-- START OF Text section --

Fig. 6 is a block diagram of a system capable of performing the process shown in Fig. 5;

Fig. 7 is a diagram of a system that can be used to interpret the instructions generated in accordance with the invention;

Fig. 8 is a diagram of another system that can be used to realize the ISA described in accordance with the invention; and Fig. 9 is a diagram of a third system that can be used to realize the ISA described in accordance with the invention.

DETAILED DESCRIPTION OF THE PREFERRED EMBODIMENT The present invention is applicable to a wide array of implementations of mixed hardware systems comprised of multiple, distinct types of hardware functional units. The state of the art for general mixed systems offers development approaches with distinct design flows, tools and skill sets for each distinct hardware functional unit in the system. To better appreciate the invention, reconfigurable computing systems are used as one illustrative example of mixed systems. However, reconfigurable computing systems are merely exemplary of mixed systems of the type with which the invention may be employed, and are not intended to be limiting.

As referred to herein, an instruction set includes all of the instructions for a particular system. An instruction may be of a certain bit length (depending on the system architecture) and indicate functional behavior, such as add, subtract, and the like. A mixed system includes multiple hardware functional units, each of which can execute some of the instructions in the instruction set. Accordingly, instructions can be bound to a particular hardware functional unit.

Fig. 1 is a block diagram illustrating a conventional mixed hardware system 100 with which the invention can be utilized. The system 100 shown in Fig. 1 includes different types of functional units connected to a data bus 101. The data bus 101 is responsible for transmitting relevant data and instructions between the various functional units. Examples of functional units may include, but are not limited to, electronic hardware devices capable of performing computational calculations, such as a microprocessor 102, a field- programmable gate array (FPGA) 103, an application-specific integrated circuit (ASIC) chip 104, and a digital signal processor (DSP) 105. The system may also have a master processor (not shown) that oversees the coordination of the devices.

-- END OF Text section --
-- START OF Extracted material --

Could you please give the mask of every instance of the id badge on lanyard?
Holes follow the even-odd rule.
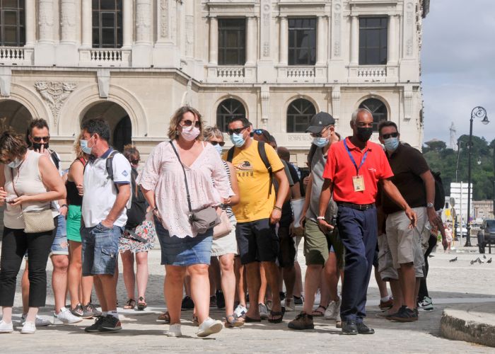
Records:
[[[354,158],[352,156],[352,154],[351,154],[351,152],[349,149],[349,147],[347,147],[347,142],[346,142],[345,139],[344,139],[344,146],[345,147],[346,150],[347,150],[347,154],[349,154],[349,156],[351,158],[351,161],[352,161],[352,164],[356,168],[356,176],[352,176],[352,185],[354,187],[354,192],[363,192],[365,190],[364,177],[363,177],[362,175],[359,174],[359,169],[364,164],[364,161],[366,160],[366,157],[368,156],[368,150],[366,150],[366,152],[364,153],[364,156],[361,160],[359,167],[358,167],[357,164],[356,164],[356,161],[354,160]]]

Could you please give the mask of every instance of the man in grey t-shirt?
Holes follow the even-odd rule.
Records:
[[[313,307],[315,295],[320,285],[322,270],[329,256],[329,240],[334,249],[339,249],[339,251],[342,254],[342,244],[337,246],[337,243],[334,241],[334,235],[325,234],[320,229],[318,223],[318,219],[323,217],[319,216],[318,212],[327,153],[332,143],[339,141],[339,137],[335,133],[334,124],[335,120],[332,115],[320,112],[311,118],[310,127],[306,130],[313,137],[313,146],[310,150],[309,162],[311,172],[301,217],[301,224],[304,225],[304,256],[308,266],[304,282],[305,299],[303,311],[296,319],[289,324],[289,328],[291,329],[314,328]],[[328,221],[331,221],[333,215],[337,213],[337,205],[333,200],[331,200],[330,204],[325,216],[325,219]],[[327,304],[321,304],[322,306],[315,312],[319,316],[322,316],[326,309]],[[320,308],[322,310],[318,312]]]

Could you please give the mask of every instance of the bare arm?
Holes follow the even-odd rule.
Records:
[[[399,190],[397,189],[395,185],[392,183],[391,181],[388,179],[382,180],[382,183],[383,183],[383,190],[385,193],[387,193],[387,195],[388,195],[390,199],[395,202],[395,204],[402,208],[402,210],[405,212],[406,215],[407,215],[409,219],[411,220],[410,227],[414,227],[417,222],[417,215],[409,206],[407,202],[402,197],[402,195],[400,194]]]
[[[119,189],[119,193],[117,194],[117,198],[113,203],[112,209],[110,209],[108,215],[101,222],[102,224],[106,227],[110,228],[113,227],[113,223],[119,217],[122,212],[129,198],[131,197],[131,184],[117,184],[117,188]]]

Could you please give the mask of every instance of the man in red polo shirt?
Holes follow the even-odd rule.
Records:
[[[325,215],[333,191],[339,206],[337,225],[346,248],[344,281],[340,315],[344,334],[373,334],[375,331],[363,323],[366,316],[366,292],[376,246],[377,219],[375,198],[378,183],[405,211],[416,224],[417,216],[390,181],[393,176],[383,149],[368,140],[373,134],[373,115],[360,108],[352,114],[353,135],[332,144],[328,152],[320,198],[320,227],[332,229]]]

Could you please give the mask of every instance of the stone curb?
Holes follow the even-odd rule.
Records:
[[[459,305],[444,309],[440,334],[449,339],[495,347],[495,303]]]

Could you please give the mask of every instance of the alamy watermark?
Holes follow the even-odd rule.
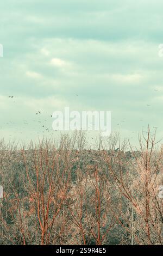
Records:
[[[3,198],[3,187],[2,186],[0,186],[0,199]]]
[[[3,46],[0,44],[0,57],[3,57]]]
[[[111,134],[110,111],[70,111],[65,107],[64,111],[55,111],[52,127],[57,131],[98,131],[102,137]]]

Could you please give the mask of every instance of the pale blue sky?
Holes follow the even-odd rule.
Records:
[[[1,1],[1,137],[55,136],[44,128],[65,106],[111,111],[112,130],[134,144],[148,124],[163,137],[162,9],[162,0]]]

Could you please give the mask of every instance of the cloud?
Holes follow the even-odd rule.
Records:
[[[30,119],[42,107],[49,116],[67,105],[111,110],[112,130],[125,119],[124,136],[148,123],[162,130],[162,7],[161,0],[1,3],[4,123],[15,118],[21,132],[23,113]]]

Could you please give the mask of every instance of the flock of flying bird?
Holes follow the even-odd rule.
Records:
[[[154,89],[154,91],[155,91],[155,92],[158,92],[158,90],[156,89]],[[78,94],[76,94],[76,96],[78,96]],[[9,96],[9,98],[14,98],[14,96]],[[150,107],[150,106],[151,106],[151,105],[149,105],[149,104],[147,104],[146,106],[147,106],[147,107]],[[40,111],[38,111],[36,112],[36,115],[40,115],[40,114],[41,114],[41,112],[40,112]],[[52,117],[52,115],[51,115],[51,117]],[[113,119],[114,119],[114,118],[113,118]],[[45,121],[46,121],[46,120],[45,120]],[[140,119],[140,121],[142,121],[143,120],[142,120],[142,119]],[[41,123],[41,121],[38,121],[38,122]],[[121,122],[123,122],[123,122],[124,122],[124,121],[123,120],[121,121]],[[24,124],[28,124],[28,123],[27,121],[26,121],[26,123],[24,123]],[[120,124],[119,124],[119,123],[117,124],[117,125],[120,125]],[[43,125],[42,126],[42,128],[45,128],[45,130],[47,131],[47,132],[49,132],[49,129],[47,128],[47,127],[46,127],[45,125]],[[154,128],[154,129],[157,129],[158,127],[154,127],[153,128]],[[55,131],[57,131],[57,130],[55,130]],[[43,131],[42,132],[44,132],[44,131]],[[133,133],[134,133],[134,132],[133,132]],[[92,139],[93,139],[93,138],[92,137]]]

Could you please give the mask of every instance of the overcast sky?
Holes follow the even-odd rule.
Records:
[[[163,137],[162,10],[162,0],[1,1],[1,137],[55,137],[51,115],[65,106],[111,111],[112,131],[135,144],[148,124]]]

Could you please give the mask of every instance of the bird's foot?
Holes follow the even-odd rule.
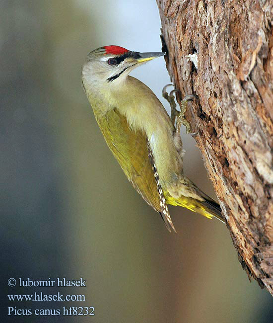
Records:
[[[162,96],[167,100],[167,101],[168,101],[171,106],[171,120],[175,128],[175,132],[180,133],[181,125],[183,125],[183,126],[186,127],[186,133],[194,137],[198,134],[198,133],[193,133],[190,123],[185,117],[185,114],[186,113],[188,102],[193,100],[193,99],[196,99],[197,97],[193,95],[187,95],[185,96],[181,101],[181,103],[180,104],[180,112],[179,112],[176,109],[176,103],[175,103],[173,93],[175,92],[180,92],[180,91],[176,88],[174,88],[170,92],[170,94],[168,94],[166,90],[166,89],[168,86],[170,85],[173,86],[174,86],[172,84],[167,84],[163,88]],[[175,122],[176,119],[176,123]]]
[[[166,89],[167,87],[168,87],[168,86],[171,85],[172,86],[174,86],[172,84],[167,84],[163,88],[162,96],[164,99],[168,101],[171,106],[171,120],[174,127],[175,127],[175,119],[176,117],[179,115],[179,111],[176,109],[176,103],[175,103],[174,95],[173,95],[173,93],[176,91],[180,92],[180,91],[179,90],[177,90],[175,88],[173,90],[172,90],[170,92],[170,94],[169,94],[166,90]]]
[[[180,132],[181,125],[183,125],[183,126],[186,127],[186,133],[191,135],[192,137],[195,137],[198,134],[198,133],[197,132],[193,133],[191,127],[191,124],[185,117],[185,114],[186,113],[188,102],[193,100],[193,99],[196,98],[197,97],[195,95],[187,95],[181,101],[181,103],[180,104],[180,112],[177,116],[177,120],[176,121],[176,126],[175,127],[176,132]]]

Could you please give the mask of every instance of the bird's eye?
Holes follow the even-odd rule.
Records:
[[[118,64],[118,61],[114,58],[109,58],[107,61],[108,65],[116,65]]]

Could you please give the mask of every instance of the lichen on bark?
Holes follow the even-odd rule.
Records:
[[[238,258],[273,295],[273,2],[157,2],[167,68],[198,98],[186,117]]]

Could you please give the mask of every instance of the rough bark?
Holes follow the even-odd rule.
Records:
[[[182,96],[198,96],[186,117],[239,259],[273,295],[273,1],[157,2],[167,67]]]

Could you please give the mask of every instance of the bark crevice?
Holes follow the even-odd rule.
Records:
[[[198,98],[186,118],[238,258],[273,295],[273,3],[157,3],[167,68],[181,96]]]

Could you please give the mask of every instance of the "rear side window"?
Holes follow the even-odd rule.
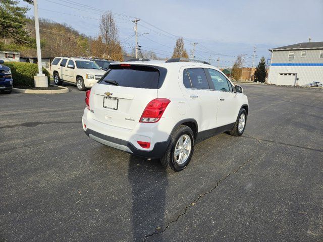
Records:
[[[207,70],[211,76],[211,80],[212,80],[216,90],[226,92],[232,91],[231,84],[229,83],[224,75],[215,70],[207,69]]]
[[[105,60],[95,60],[95,63],[96,63],[99,67],[106,69],[109,68],[109,65],[110,65],[109,62],[106,62]]]
[[[159,72],[156,68],[122,64],[111,66],[99,83],[121,87],[157,89],[159,79]]]
[[[61,62],[61,66],[65,67],[66,66],[66,63],[67,62],[67,59],[63,59],[62,62]]]
[[[70,59],[69,60],[69,63],[67,64],[67,66],[68,66],[69,65],[72,65],[73,66],[73,68],[74,68],[75,67],[75,66],[74,65],[74,62],[73,62],[72,60]]]
[[[187,74],[187,76],[186,76],[185,71]],[[189,78],[188,80],[187,77]],[[209,89],[207,79],[203,68],[185,69],[184,72],[183,82],[185,87],[188,88]]]
[[[59,64],[59,62],[60,62],[60,60],[61,60],[61,58],[55,58],[52,60],[52,62],[51,63],[51,65],[55,65],[55,66],[56,66],[57,64]]]

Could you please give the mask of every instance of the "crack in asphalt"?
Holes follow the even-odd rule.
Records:
[[[6,126],[3,126],[0,127],[0,129],[11,129],[12,128],[19,127],[19,126],[22,126],[24,127],[35,127],[40,125],[52,125],[54,124],[80,124],[80,121],[65,121],[65,122],[26,122],[22,124],[18,124],[17,125],[7,125]]]
[[[300,148],[301,149],[305,149],[306,150],[312,150],[313,151],[317,151],[317,152],[323,152],[323,150],[320,150],[319,149],[314,149],[313,148],[305,147],[304,146],[300,146],[299,145],[292,145],[291,144],[287,144],[286,143],[280,142],[279,141],[275,141],[275,140],[265,140],[265,139],[259,139],[259,138],[257,138],[253,137],[252,136],[251,136],[250,135],[245,134],[245,136],[244,136],[244,137],[245,138],[249,138],[250,139],[252,139],[253,140],[257,140],[258,142],[259,141],[263,141],[264,142],[274,143],[279,144],[280,145],[287,145],[287,146],[291,146],[291,147],[296,147],[296,148]]]
[[[176,222],[177,222],[177,221],[178,221],[178,220],[180,219],[180,218],[181,217],[182,217],[182,216],[184,215],[186,213],[186,212],[187,212],[188,209],[190,208],[191,207],[192,207],[192,206],[194,206],[195,205],[195,204],[196,203],[197,203],[198,202],[198,201],[200,200],[200,199],[202,197],[203,197],[204,195],[206,195],[207,194],[208,194],[209,193],[211,193],[214,189],[216,189],[218,187],[219,187],[219,186],[220,185],[220,184],[223,182],[224,180],[225,180],[226,179],[227,179],[228,177],[229,177],[230,175],[232,175],[233,174],[235,174],[236,173],[238,172],[238,171],[239,171],[239,170],[241,169],[242,167],[243,167],[248,162],[251,161],[251,160],[252,160],[254,159],[254,154],[255,153],[256,153],[256,152],[258,151],[258,150],[259,150],[259,147],[260,146],[260,140],[259,140],[258,139],[256,139],[256,138],[253,138],[253,137],[252,137],[251,136],[249,136],[250,138],[256,140],[258,142],[258,145],[257,145],[257,149],[256,149],[256,150],[253,151],[251,155],[250,156],[250,157],[247,159],[247,160],[246,160],[244,162],[243,162],[242,164],[241,164],[241,165],[240,165],[238,168],[237,169],[236,169],[235,170],[234,170],[233,171],[230,172],[229,174],[228,174],[227,175],[226,175],[224,177],[220,179],[220,180],[219,180],[217,182],[217,184],[216,184],[215,186],[213,187],[211,190],[209,190],[208,191],[203,193],[203,194],[201,194],[200,195],[197,199],[195,199],[194,200],[193,200],[192,202],[191,202],[191,203],[190,203],[190,204],[188,206],[187,206],[186,207],[185,207],[184,211],[183,213],[182,213],[181,214],[180,214],[180,215],[179,215],[175,219],[171,221],[170,222],[167,223],[167,224],[166,224],[166,226],[165,226],[165,227],[163,229],[161,230],[160,227],[158,227],[156,229],[155,229],[155,231],[150,234],[147,234],[144,235],[143,238],[142,239],[142,241],[143,242],[146,242],[147,241],[147,239],[148,238],[149,238],[149,237],[151,237],[155,234],[159,234],[160,233],[162,233],[164,232],[165,232],[165,231],[166,231],[166,230],[167,230],[167,229],[168,228],[168,227],[170,226],[170,225],[171,224],[172,224],[173,223],[175,223]]]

-- END OF Extracted material --

*Stated goal 1*:
In the patent text, swap "system" for "platform" in the part starting at "Fig. 6 is a" and ending at "with the invention.", and write that part out again.
*Stated goal 2*:
List the examples of functional units that the patent text gives, each with its reference number.
*Stated goal 3*:
Go on with the patent description, picking up right after its last sentence.

*Task answer 1*:
Fig. 6 is a block diagram of a platform capable of performing the process shown in Fig. 5;

Fig. 7 is a diagram of a platform that can be used to interpret the instructions generated in accordance with the invention;

Fig. 8 is a diagram of another platform that can be used to realize the ISA described in accordance with the invention; and Fig. 9 is a diagram of a third platform that can be used to realize the ISA described in accordance with the invention.

*Task answer 2*:
- microprocessor 102
- field-programmable gate array (FPGA) 103
- application-specific integrated circuit (ASIC) chip 104
- digital signal processor (DSP) 105

*Task answer 3*:
These computational units may be resident in a tightly coupled setup, where synchronicity between respective units may be maintained by a clocking mechanism (not shown). In a loosely coupled setup of the same system, the communications medium can be one of many alternatives including wireless or optical media resulting in the use of interfaces such as an air-interface, an optical-interface, a wire-interface, or other similar interface mechanisms. Regardless, the characteristic of such a system 100 is that it is heterogeneous. That is, the functional units 102, 103, 104, 105 may display different computational capabilities both in terms of computational performance and in the range of tasks they can perform. Furthermore, communication may be asymmetric in that the time it takes for data to be transferred from one functional unit to another may not be the same system wide. Additionally, the communication of information between the devices may occur through various layers of software indirection.

In accordance with the invention, a set of instructions support hardware/software interaction. Instruction sets are commonly used in the microprocessor field to provide an abstraction of the underlying hardware to the various software applications which use that hardware. This abstraction decouples the software from the implementation details of the hardware. If any changes are made to the underlying hardware, and provided the abstract view is not changed, the software need not change to reflect the hardware changes.

Compiler tools can use this abstract view to translate application software written in a high level language to a sequence of instructions drawn from the instruction set. This abstract view constructed around instructions is formally referred to as the Instruction Set Architecture (ISA). For mixed hardware platforms, instructions may be similarly used to abstract the functional capabilities of each of the hardware functional units. Furthermore, each instruction may be executed by more than one hardware functional unit. For example, consider a mixed system comprised of a microprocessor, FPGA and DSP functional units. Each unit may implement an integer multiplication operation (or other operation) to varying degrees of efficiency and speed and may therefore be capable of executing a multiplication instruction.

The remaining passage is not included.